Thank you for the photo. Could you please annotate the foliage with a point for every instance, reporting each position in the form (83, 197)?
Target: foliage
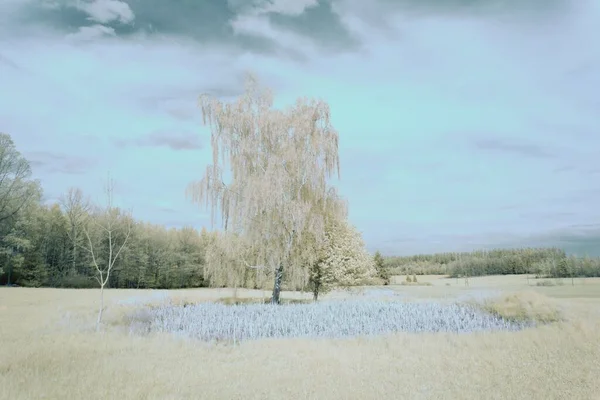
(342, 260)
(280, 162)
(382, 270)
(219, 322)
(541, 262)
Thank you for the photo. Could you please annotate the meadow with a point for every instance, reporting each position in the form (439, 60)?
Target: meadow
(50, 349)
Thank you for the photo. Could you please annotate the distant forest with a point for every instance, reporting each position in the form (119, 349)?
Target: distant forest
(47, 245)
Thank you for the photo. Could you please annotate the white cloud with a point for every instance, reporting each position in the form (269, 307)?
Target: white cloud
(410, 109)
(287, 7)
(86, 33)
(104, 11)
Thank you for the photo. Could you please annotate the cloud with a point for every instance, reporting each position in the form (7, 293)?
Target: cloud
(164, 138)
(59, 163)
(460, 124)
(87, 33)
(104, 11)
(286, 7)
(523, 149)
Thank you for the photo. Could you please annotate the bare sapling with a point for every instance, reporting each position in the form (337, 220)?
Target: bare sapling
(110, 227)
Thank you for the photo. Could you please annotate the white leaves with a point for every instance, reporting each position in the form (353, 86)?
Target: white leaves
(280, 163)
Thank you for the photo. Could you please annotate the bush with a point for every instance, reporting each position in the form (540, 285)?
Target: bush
(210, 321)
(76, 282)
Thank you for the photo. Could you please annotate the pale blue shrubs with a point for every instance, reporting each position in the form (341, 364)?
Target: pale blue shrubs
(331, 319)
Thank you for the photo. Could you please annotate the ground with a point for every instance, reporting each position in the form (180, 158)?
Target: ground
(49, 349)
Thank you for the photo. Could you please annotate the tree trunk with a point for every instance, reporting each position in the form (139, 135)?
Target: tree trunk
(99, 320)
(277, 285)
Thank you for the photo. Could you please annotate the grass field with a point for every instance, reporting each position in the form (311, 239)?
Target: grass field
(49, 349)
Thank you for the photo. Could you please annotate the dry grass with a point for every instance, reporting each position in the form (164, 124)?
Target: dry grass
(49, 350)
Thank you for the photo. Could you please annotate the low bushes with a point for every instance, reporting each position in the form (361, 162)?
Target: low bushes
(219, 322)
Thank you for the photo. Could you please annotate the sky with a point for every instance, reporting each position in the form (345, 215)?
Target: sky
(463, 124)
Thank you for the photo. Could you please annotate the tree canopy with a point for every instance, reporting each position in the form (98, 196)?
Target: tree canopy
(279, 164)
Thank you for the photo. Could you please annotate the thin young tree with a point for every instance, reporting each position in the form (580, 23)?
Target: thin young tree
(277, 189)
(110, 227)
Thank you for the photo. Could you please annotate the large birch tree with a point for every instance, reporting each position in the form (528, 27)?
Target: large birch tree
(269, 178)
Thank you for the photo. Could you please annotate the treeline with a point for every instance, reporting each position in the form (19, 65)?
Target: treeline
(39, 248)
(541, 262)
(49, 245)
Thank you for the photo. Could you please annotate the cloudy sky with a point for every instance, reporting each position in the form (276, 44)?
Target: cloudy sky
(463, 123)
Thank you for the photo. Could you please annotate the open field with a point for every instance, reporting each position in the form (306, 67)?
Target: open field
(49, 349)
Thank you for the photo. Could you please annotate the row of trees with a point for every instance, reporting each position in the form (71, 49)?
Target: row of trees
(75, 243)
(541, 262)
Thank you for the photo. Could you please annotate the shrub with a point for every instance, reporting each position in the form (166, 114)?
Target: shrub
(330, 319)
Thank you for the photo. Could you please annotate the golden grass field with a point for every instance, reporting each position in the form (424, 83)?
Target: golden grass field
(50, 350)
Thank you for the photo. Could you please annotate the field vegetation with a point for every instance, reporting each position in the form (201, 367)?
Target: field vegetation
(284, 300)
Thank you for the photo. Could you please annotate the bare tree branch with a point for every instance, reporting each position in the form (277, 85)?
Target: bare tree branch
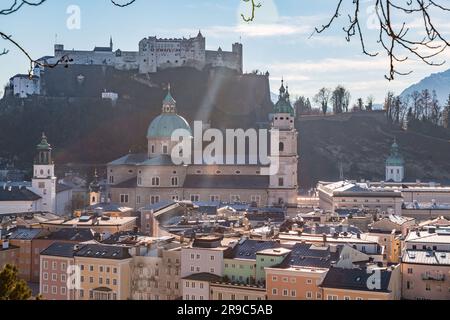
(254, 6)
(394, 37)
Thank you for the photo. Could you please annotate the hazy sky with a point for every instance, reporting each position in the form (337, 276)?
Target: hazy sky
(278, 41)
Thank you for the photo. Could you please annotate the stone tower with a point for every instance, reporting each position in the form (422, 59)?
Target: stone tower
(395, 165)
(44, 180)
(94, 191)
(284, 184)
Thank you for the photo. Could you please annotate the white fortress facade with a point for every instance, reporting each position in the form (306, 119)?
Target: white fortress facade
(156, 54)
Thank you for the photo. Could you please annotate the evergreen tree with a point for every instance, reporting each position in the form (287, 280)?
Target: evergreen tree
(446, 114)
(11, 287)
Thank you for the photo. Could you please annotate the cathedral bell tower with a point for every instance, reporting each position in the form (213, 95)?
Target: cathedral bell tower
(284, 185)
(94, 191)
(44, 180)
(395, 165)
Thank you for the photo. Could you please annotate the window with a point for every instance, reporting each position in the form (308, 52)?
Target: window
(155, 181)
(235, 198)
(154, 199)
(124, 198)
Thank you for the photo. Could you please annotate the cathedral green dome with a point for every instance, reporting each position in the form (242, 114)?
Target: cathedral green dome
(283, 106)
(165, 124)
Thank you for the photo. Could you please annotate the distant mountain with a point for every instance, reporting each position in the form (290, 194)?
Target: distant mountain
(437, 81)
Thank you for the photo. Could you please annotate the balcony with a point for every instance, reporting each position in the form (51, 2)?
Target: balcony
(433, 276)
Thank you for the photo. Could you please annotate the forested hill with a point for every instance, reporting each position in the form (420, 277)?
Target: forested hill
(83, 128)
(361, 142)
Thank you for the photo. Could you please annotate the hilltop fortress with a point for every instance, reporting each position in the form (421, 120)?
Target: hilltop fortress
(155, 54)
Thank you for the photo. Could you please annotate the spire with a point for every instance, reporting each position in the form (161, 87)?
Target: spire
(44, 152)
(44, 145)
(169, 103)
(95, 186)
(282, 89)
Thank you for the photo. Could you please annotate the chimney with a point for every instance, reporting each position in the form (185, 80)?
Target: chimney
(5, 244)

══════════════════════════════

- [Problem to solve]:
Without including a single picture, restate all of the data word for word.

- [Exercise answer]:
Thank you for the photo. Could you please annotate the foliage with a point for every instance, reporting each position in the form (83, 197)?
Target: foliage
(342, 260)
(280, 162)
(382, 270)
(219, 322)
(541, 262)
Thank you for the photo. Could you please annotate the meadow with a point for every instance, reporting each position in the form (439, 60)?
Target: meadow
(50, 349)
Thank you for the photo. Could you please annotate the distant forest with a point for every instance, reporting each position in the form (119, 349)?
Target: distant forest
(47, 245)
Thank you for the photo. Could you please annotate the white cloud with a point for every instance, reporting each position in the form (269, 307)?
Target: white cloud
(410, 109)
(287, 7)
(86, 33)
(104, 11)
Thank you for the photo. Could you please annotate the cloud with a point for every instance, reporting each position in the form (7, 293)?
Target: cloud
(164, 138)
(59, 163)
(460, 124)
(87, 33)
(104, 11)
(286, 7)
(523, 149)
Thank you for the photo. Could you please annotate the bare sapling with a point for every instance, reporting each position in the form (337, 220)?
Target: bare sapling
(110, 227)
Thank you for the photo. Could you please annotate the white leaves with a point for every instance, reporting each position in the form (353, 86)?
Target: white leaves
(280, 163)
Thank you for the photo. Could you please annotate the bush with a point for every instance, reporting each position in the form (540, 285)?
Target: bush
(210, 321)
(76, 282)
Thank you for the photo. Could you please annotate the pale blue shrubs with a point for every instance, reporting each position in the form (341, 364)?
Target: pale blue shrubs
(331, 319)
Thank you for the photo. Could you please annotate the ground with a point for every instance, reporting each position in the form (180, 158)?
Target: ground
(49, 349)
Thank you for the photo. Could you please annotate the tree trunk with a point for every instance, reporting each position in the form (139, 135)?
Target: tree trunk
(99, 320)
(277, 285)
Thank you for the photo. Could you please annotate the grass field with a point for every instance, reporting each position in the form (311, 239)?
Target: grass field
(49, 349)
Thank you for the photo. Could you please annotate the dry grass with a point for every instance, reporting each position in the form (164, 124)?
Target: dry grass
(49, 350)
Thank you for the photo. Could you please annotate the low bushes with a point for every instance, reporting each position in the form (361, 162)?
Target: low bushes
(219, 322)
Thank you for the photo. Could you please annotate the sky with a point for every instance, reporting each position in the form (345, 215)?
Target: sky
(463, 124)
Thank you for the photo. Could you please annotate the tree canopy with a point for every instance, reporting each position in the form (98, 196)?
Target: tree canopy
(279, 164)
Thank you for the photo. Could you please annotate the thin young tree with a point for every instance, reporting each position in the form (580, 23)?
Target: thin young tree
(277, 189)
(110, 227)
Thank you for the photo. Could you please annotate the large birch tree with a point for every instance, reporting each position in the form (528, 27)?
Target: large birch tree
(269, 178)
Thank you for the photo. Could you please annotate the treeline with a point for every instance, reporting each position in the form (19, 65)?
Target: treeline
(39, 248)
(541, 262)
(49, 245)
Thank you for the photo. Could you please annotate the cloudy sky with a point for every instance, reporting each position in the form (276, 44)?
Target: cloudy sky
(463, 123)
Thank you for the photo. Could you please annotate the open field with a point for every instance, reporting each position in the form (306, 67)?
Target: open field
(49, 349)
Thank you for the photo. Could you please annotate the row of trees with a point for every instance, reporting each position in the form (71, 49)?
Target: row of trees
(75, 243)
(541, 262)
Thank you for the photo. Could you please annotate the shrub with a point for every instance, reporting each position in the form (166, 114)?
Target: shrub
(330, 319)
Thank you for the photo. Could you please annotate the golden grass field with a point for every instance, reporting each position in the form (424, 83)?
Target: golden grass field
(50, 350)
Thank you for the photo. Could you please annotate the field vegetation with a point for every instance, reporting each position in the form (201, 367)?
Target: field vegetation
(284, 300)
Thank you for the photo. Could you please annotate the bare tree branch with a point for every instance, reporting each position in the form (277, 85)?
Target: bare tree branch
(254, 6)
(394, 37)
Thank you for the photo. Could you please annotate the hazy sky with a point for every instance, reporting each position in the form (337, 276)?
Target: hazy sky
(278, 41)
Thank you for the photo. Could you please annotate the stone tower with a point for every instance, reporting each position in the form (422, 59)?
Target: stone tower
(395, 165)
(44, 180)
(94, 191)
(284, 184)
Thank you for the photo. Could you please annotate the white fortress facade with a point for every instance, reporting each position in the form (306, 119)?
Target: white fortress facade
(156, 54)
Thank you for the photo. Could you please annotate the evergreen tree with a point for every instance, reporting each position in the form (287, 280)?
Target: evergreen tree
(446, 114)
(11, 287)
Thank you for the photo. Could you please annotate the cathedral bell tower with a point for every instance, reporting each position in the form (213, 95)?
Target: cathedral bell tower
(284, 185)
(94, 191)
(44, 180)
(395, 165)
Thank you for the photo. Could you please annotate the window with a point for every instance, reporting each position in the form (308, 52)?
Target: window
(155, 181)
(235, 198)
(154, 199)
(124, 198)
Thank you for the photo. Could you please annotate the cathedral green dome with a point for every instance, reporting each position in the form (242, 114)?
Target: cathedral green dome
(283, 106)
(165, 124)
Thank you for the photo. Could you please annotate the distant mountain with a point for every instance, reporting each position in the form (290, 194)?
Target: distant mountain
(437, 81)
Thank you for the photo. Could you please annotate the balcony with a point for every instance, reporting each position in the form (51, 2)?
Target: balcony
(433, 276)
Thank you for the photo. Could you please annotate the forested hill with a point for every instance, reporting each position in the form (420, 277)?
Target: forested hill
(83, 128)
(361, 142)
Thank you for the photo. Could you please annotate the hilltop fortress with a point for every instance, reporting each position in the form (421, 120)?
Target: hilltop fortress
(155, 54)
Thank you for the photo. Could you please annotate the spire with a point for every instance, reporting each position in the form (161, 87)?
Target: spire
(44, 152)
(44, 145)
(169, 103)
(95, 186)
(282, 89)
Thank you for the photo. Could you please annotate the chimney with a point for every instance, reporting each position in the form (185, 80)?
Target: chimney
(5, 244)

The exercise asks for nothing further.